_Consigna A:_
Responde con datos del fragmento dado sobre el Museo del Gulag:
(i) ¿Cuántos días dura la estancia en Moscú?
(ii) ¿En qué parada de metro se baja quien narra para llegar al museo?
(iii) ¿Cuánto tiempo pasa quien narra en el interior del museo?
_Consigna B:_
Edita los registros, desde la línea que contiene "Drop one point on every instance of the tall" hasta el final de los registros, y cambia "on a line of its own" por "on a separate line" sin tocar nada más. Por favor, devuelve solo esa parte de los registros.

_Fragmento dado:_
⟨
Artículo de Rafa G. García de Cosío
Son solo cuatro
días los que paso en Moscú. Había estado antes por motivos de trabajo, así que
aprovecho para ver con tranquilidad, ahora que estoy de turismo, lo más
importante: la Plaza Roja, el centro comercial Gum, la iglesia de Cristo
Salvador y poco más, aparte de los varios restaurantes donde he dado buena cuenta
de la estupenda comida rusa. Abro mi mapa por última vez para ver cómo matar el
tiempo en la última mañana en la capital, y veo, algo al norte de la ciudad, el
Museo del Gulag.
En seguida llego
a la conclusión de que se trata de otro de esos centros propagandísticos, al
estilo del vietnamita Museo de la Guerra de Saigón, suposición reforzada en un
país dirigido por un personaje como Vladimir Putin, con sus monumentales
desfiles en honor a la extinta Unión Soviética. Aún así, me animo a coger el
metro y bajarme en la parada de Dostoyevski, para después caminar unos metros y
aparecer ante una gran mole roja antes de tiempo: aún está cerrado. Espero
pacientemente, como una de esas mujeres que se agolpan ante la entrada de El
Corte Inglés en tiempos de rebajas. Pero soy el único. Y, durante los tres
cuartos de hora que paso en su interior, resulta que también soy el único.
Sin embargo, su
interior recuerda en cada segundo a los campos de concentración de Dachau o
Auschwitz. El visitante, yo en este caso, se pregunta, sin obtener respuestas,
qué es lo que hace que miles de personas sigan visitando cada día los campos de
concentración y museos nazis y nadie se interese por museos como el del Gulag
en Moscú, donde se exponen, entre otras cosas, cámaras reales de prisioneros
con las medidas exactas del cuarto para que el turista burgués se haga una
idea, eso sí, sin las temperaturas de Siberia.
⟩
_Datos mostrados:_
⟨
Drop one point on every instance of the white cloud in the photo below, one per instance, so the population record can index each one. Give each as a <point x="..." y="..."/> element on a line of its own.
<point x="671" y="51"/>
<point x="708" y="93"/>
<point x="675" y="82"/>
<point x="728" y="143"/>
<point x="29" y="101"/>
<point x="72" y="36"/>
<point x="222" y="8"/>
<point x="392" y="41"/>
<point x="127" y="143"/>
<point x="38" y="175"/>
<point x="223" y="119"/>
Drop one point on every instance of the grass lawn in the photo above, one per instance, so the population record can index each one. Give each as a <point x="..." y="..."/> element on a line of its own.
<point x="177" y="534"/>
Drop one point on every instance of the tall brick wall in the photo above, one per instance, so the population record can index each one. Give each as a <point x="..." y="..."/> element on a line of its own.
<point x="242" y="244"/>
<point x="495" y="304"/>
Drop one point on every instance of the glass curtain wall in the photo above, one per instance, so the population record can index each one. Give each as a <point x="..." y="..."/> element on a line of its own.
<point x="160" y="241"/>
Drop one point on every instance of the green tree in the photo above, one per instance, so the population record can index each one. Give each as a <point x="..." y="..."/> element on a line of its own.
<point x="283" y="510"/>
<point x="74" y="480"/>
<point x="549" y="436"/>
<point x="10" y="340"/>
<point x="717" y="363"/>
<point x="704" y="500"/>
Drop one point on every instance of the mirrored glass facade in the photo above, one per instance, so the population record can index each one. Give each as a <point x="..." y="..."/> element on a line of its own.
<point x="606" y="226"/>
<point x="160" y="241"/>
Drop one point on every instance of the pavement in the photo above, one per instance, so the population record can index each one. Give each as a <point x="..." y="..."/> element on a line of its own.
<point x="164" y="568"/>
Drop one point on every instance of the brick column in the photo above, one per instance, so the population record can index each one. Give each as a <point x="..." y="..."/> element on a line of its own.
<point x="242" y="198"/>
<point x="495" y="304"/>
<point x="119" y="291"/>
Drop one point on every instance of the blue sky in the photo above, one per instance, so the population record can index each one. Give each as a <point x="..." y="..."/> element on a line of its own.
⟩
_Solución del ejercicio A:_
(i) Cuatro días.
(ii) En la parada de Dostoyevski.
(iii) Tres cuartos de hora.

_Solución del ejercicio B:_
Drop one point on every instance of the tall brick wall in the photo above, one per instance, so the population record can index each one. Give each as a <point x="..." y="..."/> element on a separate line.
<point x="242" y="244"/>
<point x="495" y="304"/>
Drop one point on every instance of the glass curtain wall in the photo above, one per instance, so the population record can index each one. Give each as a <point x="..." y="..."/> element on a separate line.
<point x="160" y="241"/>
Drop one point on every instance of the green tree in the photo above, one per instance, so the population record can index each one. Give each as a <point x="..." y="..."/> element on a separate line.
<point x="283" y="510"/>
<point x="74" y="480"/>
<point x="549" y="436"/>
<point x="10" y="340"/>
<point x="717" y="363"/>
<point x="704" y="500"/>
Drop one point on every instance of the mirrored glass facade in the photo above, one per instance, so the population record can index each one. Give each as a <point x="..." y="..."/> element on a separate line.
<point x="606" y="226"/>
<point x="160" y="241"/>
Drop one point on every instance of the pavement in the photo above, one per instance, so the population record can index each one. Give each as a <point x="..." y="..."/> element on a separate line.
<point x="164" y="568"/>
Drop one point on every instance of the brick column in the photo above, one per instance, so the population record can index each one. Give each as a <point x="..." y="..."/> element on a separate line.
<point x="242" y="198"/>
<point x="495" y="304"/>
<point x="119" y="291"/>
Drop one point on every instance of the blue sky in the photo above, one per instance, so the population record can index each one. Give each as a <point x="..." y="..."/> element on a separate line.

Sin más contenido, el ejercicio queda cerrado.